Text block
'''
The analyses yield values for fundamental kinetic and thermodynamic quantities associated with polymer crystallization. The physical meaning of the resulting parameters is assessed by comparing these results to those obtained from methods independent of crystal growth rate or crystallization theory altogether. This study differs from others reported in the literature in a number of ways, such as, the narrow molecular weight distribution and the molecular weight range of polystyrenes investigated. Also, growth rate measurements were extended to higher temperatures and a more appropriate kinetic equation for crystal growth rate analysis was applied. The majority of published studies that have used the Lauritzen-Hoffman theory applied an approximated form of the kinetic equation which does not fully describe the temperature dependence of polymer crystallization.
'''
Recorded information
'''
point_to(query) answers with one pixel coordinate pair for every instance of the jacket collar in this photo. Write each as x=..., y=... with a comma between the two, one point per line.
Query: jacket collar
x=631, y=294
'''
Problem set
[a] In the passage on polystyrene crystallization, what form of the kinetic equation did most published studies using the Lauritzen-Hoffman theory apply?
[b] Write the next few sentences of the passage on polystyrene crystallization, picking up after its last sentence.

Answers given
[a] They applied an approximated form that does not fully describe the temperature dependence of polymer crystallization.

[b]
The results of the study show that a transition from molecular weight dependent to independent crystal growth rate occurs at a molecular weight of about 250,000 g/mole for isotactic polystyrene. Also, comparison of viscoelastic and crystal growth rate data indicate that the Vogel form of the transport term in the Lauritzen Hoffman kinetic growth rate equation correctly describes the temperature dependence of molecular transport for the crystallization process of isotactic polystyrene. Furthermore, the study suggests that the equilibrium melting temperature for the polymer is significantly higher than the value that has been generally accepted for the past 25 years.
The study also provided the opportunity to investigate various other factors and theories associated with polymer crystallization. For example, the theoretical relationship between the crystal's lateral surface free energy, σ, and the characteristic ratio, C<sub>∞</sub>, was evaluated. Also, the spherulitic morphology as a function of molecular weight and temperature was examined by scanning electron microscopy, SEM. / Ph. D.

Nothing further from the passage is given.